### [Cosa fare]
1 – Ripeti parola per parola il passo del testo sul lobbying a Bruxelles che comincia con "Le organizzazioni ricche" e va avanti fino a "sufficienti per partecipare.".
2 – Riprendi il testo sul lobbying a Bruxelles dal punto in cui finisce e continualo.

### [Estratto fornito]
□ □ □ □ □ □ □

Il dibattito sulla trasparenza del lobbying a Bruxelles sta entrando in una fase cruciale, con il gruppo di lavoro inter-istituzionale che porta avanti piani per favorire la trasparenza.
L'intervento di David Coen e Jeremy Richardson in European Voice ( "Un impegno per la consultazione", 17-23 settembre) infonde un ottimismo circa la scena del lobbying a Bruxelles che sembra stemperato dalla realtà empirica di Bruxelles.
Coen e Richardson sostengono che dovremmo essere tranquilli riguardo lo status quo, perché l'UE è uno dei sistemi di lobbying più aperto, trasparente e pluralista in Europa. Ma dal fatto che un sistema politico sia formalmente aperto non consegue che sia inclusivo o, addirittura, trasparente. Il sistema UE è aperto, ma solo nella misura in cui i gruppi hanno le risorse e lo status per partecipare.
Le organizzazioni ricche di risorse (soprattutto le grandi imprese) hanno un vantaggio strutturale
in termini di accesso e di influenza sui decision-makers. In aggiunta, la radicata presunzione pro-business della Commissione europea lascia fuori anche quei dei gruppi di cittadini che possono raccogliere le risorse sufficienti per partecipare.

□ □ □ □ □ □ □

### [Materiale raccolto]
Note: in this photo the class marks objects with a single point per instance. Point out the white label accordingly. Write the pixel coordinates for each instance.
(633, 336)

□ □ □ □ □ □ □

### [Risultati in ordine]
1 –
Le organizzazioni ricche di risorse (soprattutto le grandi imprese) hanno un vantaggio strutturale
in termini di accesso e di influenza sui decision-makers. In aggiunta, la radicata presunzione pro-business della Commissione europea lascia fuori anche quei dei gruppi di cittadini che possono raccogliere le risorse sufficienti per partecipare.

2 –
Inoltre suggerire che il sistema di Bruxelles è "uno dei più aperti e trasparenti sistemi di lobbying in Europa" è davvero una debole consolazione. La regolazione del lobbying è palesemente sottosviluppata in tutto il continente europeo- come dimostra una recente analisi dell’ Organizzazione per la cooperazione economica e lo sviluppo.
Coen e Richardson dicono che l'attuale status quo è "perfettamente normale". Questo può essere vero, ma il fatto che i lobbisti aziendali abbiano un’ indebita influenza sulle politiche in tutto il continente non è affatto un segno che il sistema democratico sia in buona salute.
Uno dei motivi per cui non abbiamo avuto scandali come è avvenuto in America è che non ci sono media europei 'nazionali' che diano conto della corruzione istituzionale promossa dalle amichevoli relazioni con i lobbisti d’impresa.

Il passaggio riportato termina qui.